[BEGIN Selection]
ATF 41P is a proposed set of rules that would limit the current flexibility that gun trusts offer for purchasing and transferring firearms, remove a level of privacy, and impose heavy regulations on the creation of gun trusts. Gun trusts offer a responsible means of acquiring, transferring, and ‘storing’ firearms. Both NFA and non-NFA items may be held in trust.
Trust owners bypass a possibly lengthy and uncertain CLEO (Chief Law Enforcement Officer) signature approval process, avoid fingerprinting, photographing and background checks, and enjoy simple removal and addition of authorized users. The latter provides a powerful level of control to the trust owner and helps them protect loved ones from committing accidental felonies. Without a gun trust, should the gun owner become incapacitated or die, surviving family members might be guilty of a felony simply by acquiring the firearms. Even if this is unintentional, the accidental felon could face prison time and six-figure fines.
Some states have taken the initiative to impose deadlines on CLEOs for processing signatures. 41P does not set forth a federal ‘shall sign’ requirement. For example, North Carolina enacted a law on July 1, 2015 that requires all CLEOs to sign suppressor applications within 15 days. Gun owners in other states may not have this ‘shall sign’ law to rely on, and instead would be subject to the arbitrary decision of the CLEO.
The new regulations might impose a tax requirement on some estates, depending on whether the firearm is transferred to a beneficiary inside or outside of the estate. According to the provisions proposed in ATF 41P:
The executor may transfer firearms held by the estate on a tax-free basis when the transfer is to a beneficiary of the estate; when the transfer is to persons outside the estate, the executor must pay the appropriate transfer tax.
Mitigating tax requirements is just one of the benefits a gun trust offers. Gun trusts continue to provide effective estate planning for responsible gun enthusiasts. Although it remains unclear when and if the way gun trusts are created will be changed, now is a prime time to create a gun trust. This is also a good time to process trust transfers and acquisitions without the possible administration complications that will be borne if 41P passes in its current form.
[END Selection]
[BEGIN Stored data]
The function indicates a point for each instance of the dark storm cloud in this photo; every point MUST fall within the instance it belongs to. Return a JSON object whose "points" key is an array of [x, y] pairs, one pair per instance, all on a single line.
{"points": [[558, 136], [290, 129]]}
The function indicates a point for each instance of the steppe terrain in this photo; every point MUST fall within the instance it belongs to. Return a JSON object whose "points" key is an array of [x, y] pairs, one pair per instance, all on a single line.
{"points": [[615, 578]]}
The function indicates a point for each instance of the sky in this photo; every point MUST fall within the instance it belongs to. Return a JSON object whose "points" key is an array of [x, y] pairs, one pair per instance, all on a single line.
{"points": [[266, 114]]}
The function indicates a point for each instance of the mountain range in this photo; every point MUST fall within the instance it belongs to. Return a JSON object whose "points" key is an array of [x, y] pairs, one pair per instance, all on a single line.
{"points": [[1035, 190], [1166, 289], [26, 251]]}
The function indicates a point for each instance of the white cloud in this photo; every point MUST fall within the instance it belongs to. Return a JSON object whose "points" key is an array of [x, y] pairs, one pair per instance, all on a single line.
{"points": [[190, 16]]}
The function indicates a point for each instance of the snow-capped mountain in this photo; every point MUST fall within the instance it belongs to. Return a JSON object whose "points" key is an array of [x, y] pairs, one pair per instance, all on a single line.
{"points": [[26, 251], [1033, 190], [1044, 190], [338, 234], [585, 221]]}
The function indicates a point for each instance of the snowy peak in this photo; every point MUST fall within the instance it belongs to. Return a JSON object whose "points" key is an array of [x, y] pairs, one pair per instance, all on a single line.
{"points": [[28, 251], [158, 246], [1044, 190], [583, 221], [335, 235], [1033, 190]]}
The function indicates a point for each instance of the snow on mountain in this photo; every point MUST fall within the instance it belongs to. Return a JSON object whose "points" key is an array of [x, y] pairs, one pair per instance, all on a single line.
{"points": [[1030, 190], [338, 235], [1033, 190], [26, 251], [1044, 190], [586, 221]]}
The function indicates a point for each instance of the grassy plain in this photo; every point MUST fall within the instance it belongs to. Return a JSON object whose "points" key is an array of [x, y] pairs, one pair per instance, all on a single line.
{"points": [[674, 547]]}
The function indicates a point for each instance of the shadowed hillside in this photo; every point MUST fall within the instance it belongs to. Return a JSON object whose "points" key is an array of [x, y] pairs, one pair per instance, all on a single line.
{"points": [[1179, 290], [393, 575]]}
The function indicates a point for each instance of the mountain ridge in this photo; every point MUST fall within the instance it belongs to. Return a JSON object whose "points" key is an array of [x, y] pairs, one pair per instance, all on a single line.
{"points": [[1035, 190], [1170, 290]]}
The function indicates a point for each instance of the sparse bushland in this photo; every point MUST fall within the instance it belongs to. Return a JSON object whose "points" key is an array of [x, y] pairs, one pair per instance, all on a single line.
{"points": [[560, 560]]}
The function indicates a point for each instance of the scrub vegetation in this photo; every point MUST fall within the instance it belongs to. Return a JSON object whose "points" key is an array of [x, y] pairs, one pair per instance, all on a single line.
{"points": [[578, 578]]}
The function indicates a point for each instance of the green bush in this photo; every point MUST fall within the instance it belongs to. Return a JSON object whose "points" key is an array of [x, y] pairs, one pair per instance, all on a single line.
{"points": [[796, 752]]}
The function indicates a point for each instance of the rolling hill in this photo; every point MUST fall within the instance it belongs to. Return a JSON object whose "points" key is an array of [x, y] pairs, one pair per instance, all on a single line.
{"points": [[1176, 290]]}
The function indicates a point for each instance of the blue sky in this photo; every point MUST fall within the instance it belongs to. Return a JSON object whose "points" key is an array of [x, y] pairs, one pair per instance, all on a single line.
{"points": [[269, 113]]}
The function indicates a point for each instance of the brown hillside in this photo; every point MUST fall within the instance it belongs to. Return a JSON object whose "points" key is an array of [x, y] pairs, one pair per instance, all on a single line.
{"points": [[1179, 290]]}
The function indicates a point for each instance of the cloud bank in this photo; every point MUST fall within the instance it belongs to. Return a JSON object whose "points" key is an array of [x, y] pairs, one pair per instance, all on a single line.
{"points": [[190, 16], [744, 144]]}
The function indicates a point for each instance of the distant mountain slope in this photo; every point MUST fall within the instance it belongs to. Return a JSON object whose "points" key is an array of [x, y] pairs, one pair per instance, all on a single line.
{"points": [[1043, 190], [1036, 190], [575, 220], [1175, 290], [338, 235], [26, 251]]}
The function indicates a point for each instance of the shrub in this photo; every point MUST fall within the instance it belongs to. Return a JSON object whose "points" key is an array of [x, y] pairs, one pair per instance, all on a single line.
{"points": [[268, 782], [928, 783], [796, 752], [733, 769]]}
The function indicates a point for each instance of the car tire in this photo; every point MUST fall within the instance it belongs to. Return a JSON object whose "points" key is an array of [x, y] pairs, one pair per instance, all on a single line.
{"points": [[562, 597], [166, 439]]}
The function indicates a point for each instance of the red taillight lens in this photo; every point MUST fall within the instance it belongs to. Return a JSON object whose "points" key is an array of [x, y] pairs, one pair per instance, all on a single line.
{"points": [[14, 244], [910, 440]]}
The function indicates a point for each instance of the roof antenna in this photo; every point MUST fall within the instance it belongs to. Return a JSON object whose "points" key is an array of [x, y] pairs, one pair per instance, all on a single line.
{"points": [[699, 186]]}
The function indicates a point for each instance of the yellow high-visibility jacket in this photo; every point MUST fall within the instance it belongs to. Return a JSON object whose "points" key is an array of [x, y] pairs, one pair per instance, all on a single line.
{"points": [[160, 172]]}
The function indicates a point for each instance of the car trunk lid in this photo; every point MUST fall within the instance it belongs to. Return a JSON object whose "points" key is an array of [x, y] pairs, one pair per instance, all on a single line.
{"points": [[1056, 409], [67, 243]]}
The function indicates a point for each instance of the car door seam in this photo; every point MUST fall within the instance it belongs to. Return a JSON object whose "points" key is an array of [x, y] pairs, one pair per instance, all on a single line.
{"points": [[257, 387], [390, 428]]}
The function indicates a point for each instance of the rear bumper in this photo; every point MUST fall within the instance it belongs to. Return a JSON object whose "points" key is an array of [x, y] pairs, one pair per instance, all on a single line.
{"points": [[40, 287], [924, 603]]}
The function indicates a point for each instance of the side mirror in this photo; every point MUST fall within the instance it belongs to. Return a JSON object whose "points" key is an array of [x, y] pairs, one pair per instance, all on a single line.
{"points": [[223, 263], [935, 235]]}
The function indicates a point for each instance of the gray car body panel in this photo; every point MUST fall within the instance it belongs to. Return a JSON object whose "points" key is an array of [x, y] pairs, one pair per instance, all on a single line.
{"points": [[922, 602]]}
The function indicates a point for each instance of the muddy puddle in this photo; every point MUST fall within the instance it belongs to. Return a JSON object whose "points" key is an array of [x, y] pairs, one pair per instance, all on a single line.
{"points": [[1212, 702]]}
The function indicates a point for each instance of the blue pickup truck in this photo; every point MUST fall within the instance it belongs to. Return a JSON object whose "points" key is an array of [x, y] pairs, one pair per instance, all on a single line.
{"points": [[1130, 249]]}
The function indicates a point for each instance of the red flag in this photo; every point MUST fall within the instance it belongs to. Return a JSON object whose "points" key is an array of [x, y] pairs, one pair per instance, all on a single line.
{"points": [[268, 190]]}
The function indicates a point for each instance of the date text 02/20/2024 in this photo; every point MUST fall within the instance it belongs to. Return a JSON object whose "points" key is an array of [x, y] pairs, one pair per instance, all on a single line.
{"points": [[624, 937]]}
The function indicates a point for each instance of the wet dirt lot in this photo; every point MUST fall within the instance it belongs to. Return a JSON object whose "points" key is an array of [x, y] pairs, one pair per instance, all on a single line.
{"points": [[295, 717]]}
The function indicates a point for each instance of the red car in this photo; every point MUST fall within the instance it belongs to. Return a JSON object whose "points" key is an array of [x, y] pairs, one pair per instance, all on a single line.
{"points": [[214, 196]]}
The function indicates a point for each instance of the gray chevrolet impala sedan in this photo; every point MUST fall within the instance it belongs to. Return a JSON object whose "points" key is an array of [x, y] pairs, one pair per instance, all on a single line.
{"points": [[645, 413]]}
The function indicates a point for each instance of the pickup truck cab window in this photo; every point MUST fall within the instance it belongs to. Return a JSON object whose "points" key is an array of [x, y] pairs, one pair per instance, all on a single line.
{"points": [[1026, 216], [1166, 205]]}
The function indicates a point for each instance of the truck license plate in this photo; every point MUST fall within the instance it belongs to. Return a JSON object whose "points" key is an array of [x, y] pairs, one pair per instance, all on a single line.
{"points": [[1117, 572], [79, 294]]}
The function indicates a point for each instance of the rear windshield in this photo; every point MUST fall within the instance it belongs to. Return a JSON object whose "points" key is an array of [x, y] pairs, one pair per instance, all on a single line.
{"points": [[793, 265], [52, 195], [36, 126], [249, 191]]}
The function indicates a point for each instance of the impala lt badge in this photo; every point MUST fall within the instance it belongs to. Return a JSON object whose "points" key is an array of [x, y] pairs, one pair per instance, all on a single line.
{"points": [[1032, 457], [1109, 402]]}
[END Stored data]
(Required task):
Write out the ATF 41P text word for word, everything from "Mitigating tax requirements" down to "its current form.". The listing comes from a separate source.

(Task result):
Mitigating tax requirements is just one of the benefits a gun trust offers. Gun trusts continue to provide effective estate planning for responsible gun enthusiasts. Although it remains unclear when and if the way gun trusts are created will be changed, now is a prime time to create a gun trust. This is also a good time to process trust transfers and acquisitions without the possible administration complications that will be borne if 41P passes in its current form.